Data items:
※ ※ ※
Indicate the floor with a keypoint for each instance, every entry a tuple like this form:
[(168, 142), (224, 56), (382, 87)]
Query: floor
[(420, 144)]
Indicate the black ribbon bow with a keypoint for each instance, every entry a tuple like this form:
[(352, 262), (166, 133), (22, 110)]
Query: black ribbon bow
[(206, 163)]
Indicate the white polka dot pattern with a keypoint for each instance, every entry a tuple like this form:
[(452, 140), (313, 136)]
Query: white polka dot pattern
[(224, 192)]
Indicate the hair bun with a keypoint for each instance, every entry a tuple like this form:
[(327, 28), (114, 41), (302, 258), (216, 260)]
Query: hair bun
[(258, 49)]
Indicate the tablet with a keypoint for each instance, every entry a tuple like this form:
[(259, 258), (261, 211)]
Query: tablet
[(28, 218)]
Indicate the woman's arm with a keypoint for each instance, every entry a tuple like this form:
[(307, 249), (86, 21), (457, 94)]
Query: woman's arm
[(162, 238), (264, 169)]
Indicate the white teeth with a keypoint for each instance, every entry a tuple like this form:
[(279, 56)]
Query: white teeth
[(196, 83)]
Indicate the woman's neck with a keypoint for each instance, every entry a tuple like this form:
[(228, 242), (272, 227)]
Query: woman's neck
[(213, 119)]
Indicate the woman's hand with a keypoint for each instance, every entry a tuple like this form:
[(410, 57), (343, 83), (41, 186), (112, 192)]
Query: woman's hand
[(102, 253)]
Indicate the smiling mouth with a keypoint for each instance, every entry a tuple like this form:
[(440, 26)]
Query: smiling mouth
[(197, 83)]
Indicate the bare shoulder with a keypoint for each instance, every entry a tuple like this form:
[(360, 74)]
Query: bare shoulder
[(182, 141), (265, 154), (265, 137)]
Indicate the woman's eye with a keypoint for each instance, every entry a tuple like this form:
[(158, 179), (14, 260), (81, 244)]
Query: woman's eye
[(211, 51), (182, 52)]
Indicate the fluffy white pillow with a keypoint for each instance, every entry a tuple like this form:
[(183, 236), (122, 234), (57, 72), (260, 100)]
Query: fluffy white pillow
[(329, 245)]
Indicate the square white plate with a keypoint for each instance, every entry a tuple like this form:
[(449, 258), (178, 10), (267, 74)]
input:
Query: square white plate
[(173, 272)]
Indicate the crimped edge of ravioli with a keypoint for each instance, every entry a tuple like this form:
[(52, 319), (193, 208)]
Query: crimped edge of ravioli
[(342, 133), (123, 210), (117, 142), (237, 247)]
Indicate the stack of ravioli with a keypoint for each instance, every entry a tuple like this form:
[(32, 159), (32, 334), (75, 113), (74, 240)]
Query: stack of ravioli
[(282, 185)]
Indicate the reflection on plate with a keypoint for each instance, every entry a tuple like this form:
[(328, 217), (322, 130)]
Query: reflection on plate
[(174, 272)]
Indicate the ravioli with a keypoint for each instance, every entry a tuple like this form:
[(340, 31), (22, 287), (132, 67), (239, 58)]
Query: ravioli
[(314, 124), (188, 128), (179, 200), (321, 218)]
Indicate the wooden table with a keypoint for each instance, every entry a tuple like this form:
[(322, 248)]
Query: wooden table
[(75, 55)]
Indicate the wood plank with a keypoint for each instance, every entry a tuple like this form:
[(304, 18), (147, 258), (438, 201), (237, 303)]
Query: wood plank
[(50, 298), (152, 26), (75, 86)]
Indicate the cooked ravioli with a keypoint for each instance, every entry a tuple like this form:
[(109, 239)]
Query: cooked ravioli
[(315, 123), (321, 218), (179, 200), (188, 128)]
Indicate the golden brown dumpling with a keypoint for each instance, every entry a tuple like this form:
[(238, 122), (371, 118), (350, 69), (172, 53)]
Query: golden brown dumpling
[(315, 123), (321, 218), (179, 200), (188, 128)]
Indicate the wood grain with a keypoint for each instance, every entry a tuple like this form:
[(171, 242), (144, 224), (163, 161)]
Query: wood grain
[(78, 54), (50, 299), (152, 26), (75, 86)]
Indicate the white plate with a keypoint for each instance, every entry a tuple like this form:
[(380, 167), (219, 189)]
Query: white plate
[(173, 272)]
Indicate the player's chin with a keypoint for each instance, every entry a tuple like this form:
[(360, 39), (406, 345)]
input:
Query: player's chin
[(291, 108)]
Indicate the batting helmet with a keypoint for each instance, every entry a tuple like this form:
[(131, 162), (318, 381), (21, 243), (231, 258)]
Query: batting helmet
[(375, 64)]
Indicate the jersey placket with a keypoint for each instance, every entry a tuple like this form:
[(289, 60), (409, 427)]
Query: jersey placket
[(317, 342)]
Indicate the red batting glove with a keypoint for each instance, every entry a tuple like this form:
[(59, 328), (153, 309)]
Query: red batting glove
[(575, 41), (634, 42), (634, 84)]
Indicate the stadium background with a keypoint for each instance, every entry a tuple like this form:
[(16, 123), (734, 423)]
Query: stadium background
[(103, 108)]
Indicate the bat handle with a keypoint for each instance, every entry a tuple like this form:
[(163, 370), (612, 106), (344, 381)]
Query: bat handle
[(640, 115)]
※ ※ ※
Rewrite all of the data above, replacing each occurrence of "keypoint" with "marker point" and leaving everything else unchanged.

Indicate the floor with a marker point for each instance, every entry a tuple like this form:
[(168, 142), (224, 56), (382, 87)]
Query: floor
[(420, 144)]
Indicate the black ribbon bow with a marker point for each instance, every entry a tuple like this form:
[(352, 262), (166, 133), (22, 110)]
Query: black ribbon bow
[(206, 163)]
Indicate the white polka dot pattern with a marker point for each instance, every entry a tuple like this form:
[(452, 140), (313, 136)]
Query: white polka dot pattern
[(224, 192)]
Indicate the hair bun with a marker point for each instance, every entry a tuple like this form:
[(327, 28), (114, 41), (302, 258), (216, 260)]
Query: hair bun
[(258, 49)]
Indicate the tablet with a marker point for each instance, every entry a tuple like this form:
[(259, 258), (261, 211)]
Query: tablet
[(28, 218)]
Indicate the woman's arm with a marker point for each instance, every entry a tuple like this form:
[(307, 249), (86, 21), (457, 94)]
Query: woman's arm
[(162, 238), (264, 169)]
Indicate the white teeth with a marker point for each instance, every entry a tuple like this form:
[(279, 56)]
Query: white teeth
[(196, 83)]
Indicate the woman's neck with a marker point for each instance, every entry a tuple like this form:
[(228, 242), (272, 227)]
Query: woman's neck
[(213, 119)]
Indicate the woman's hand with a marker point for each instance, every entry a tuple like this form:
[(410, 57), (343, 83), (41, 186), (112, 192)]
Query: woman's hand
[(102, 253)]
Indicate the smiling mouth with a marker point for each instance, every entry a tuple like this form:
[(440, 26)]
Query: smiling mouth
[(197, 83)]
Indicate the bare shoulder with a marker point for each instance, every entry a tuple like this form:
[(360, 74)]
Query: bare shoulder
[(182, 141), (265, 154), (265, 137)]
Indicate the woman's eye with a marker point for each instance, every entry a tuple like this form:
[(158, 179), (14, 260), (81, 244)]
Query: woman's eye
[(211, 51), (182, 52)]
Indicate the fluffy white pillow with a marker point for each instance, every entry a tuple like this form:
[(183, 236), (122, 234), (57, 72), (260, 100)]
Query: fluffy white pillow
[(329, 245)]
Indicate the square white plate with a marker point for each instance, every entry a tuple like this form:
[(449, 258), (178, 10), (267, 74)]
input:
Query: square white plate
[(173, 272)]
Indicate the crimped edge of ravioli with a marker point for each instance, every entry a tuple like this form:
[(52, 319), (193, 208)]
Query: crimped edge of ravioli
[(342, 133), (123, 210), (117, 142), (237, 247)]
Indicate the stack of ravioli with a marker point for each instance, every entry a tuple like this form:
[(32, 159), (32, 334), (75, 113), (74, 240)]
Query: stack of ravioli
[(282, 185)]
Indicate the reflection on plate with a marker point for each instance, every entry a tuple like this form:
[(328, 217), (322, 130)]
Query: reflection on plate
[(174, 272)]
Indicate the ravioli with a marker point for each instance, every entry a tuple like this form:
[(340, 31), (22, 287), (132, 67), (239, 58)]
Query: ravioli
[(314, 124), (188, 128), (179, 200), (321, 218)]
Indicate the wooden table with a marker point for each instance, every entry a tuple like this form:
[(322, 248)]
Query: wooden table
[(75, 55)]
Indicate the wood plank with a marker point for each instance, every entry a tuple like this form:
[(304, 18), (147, 258), (438, 201), (237, 303)]
Query: wood plank
[(50, 298), (152, 26), (75, 86)]
Indicate the cooked ravioli with a marker point for each instance, every entry a tuple like this form:
[(109, 239)]
Query: cooked ravioli
[(315, 123), (321, 218), (179, 200), (188, 128)]
Indicate the golden brown dumpling with a marker point for each instance, every entry a tuple like this form:
[(238, 122), (371, 118), (350, 69), (172, 53)]
Query: golden brown dumpling
[(315, 123), (321, 218), (179, 200), (188, 128)]
Indicate the wood grain with a marker point for each instance, every entry a tuple like this form:
[(171, 242), (144, 224), (163, 161)]
Query: wood grain
[(78, 54), (50, 299), (152, 26), (75, 86)]
Indicate the white plate with a marker point for each instance, every entry a tuple like this form:
[(380, 167), (219, 189)]
Query: white plate
[(173, 272)]
Indicate the player's chin with a marker point for each instance, every entry a tuple like this form:
[(360, 39), (406, 345)]
input:
Query: player's chin
[(291, 108)]
Indicate the batting helmet with a marker point for each instance, every entry a tuple like this form:
[(131, 162), (318, 381), (21, 243), (231, 258)]
Query: batting helmet
[(375, 64)]
Indicate the jersey placket with a marker point for each instance, every entry a tuple like this form:
[(289, 60), (409, 427)]
Query: jersey placket
[(317, 342)]
Indicate the red batting glove with a marker point for each instance, every entry a tuple like this form:
[(59, 328), (153, 309)]
Query: red batting glove
[(575, 41), (634, 42), (634, 84)]
Indicate the stadium background with a marker point for each instance, every entry a tuple like this form:
[(16, 123), (734, 423)]
Query: stadium background
[(103, 108)]
Indicate the bat handle with a marker point for each instance, every entry a tuple like this form:
[(163, 370), (612, 106), (344, 381)]
Query: bat handle
[(640, 115)]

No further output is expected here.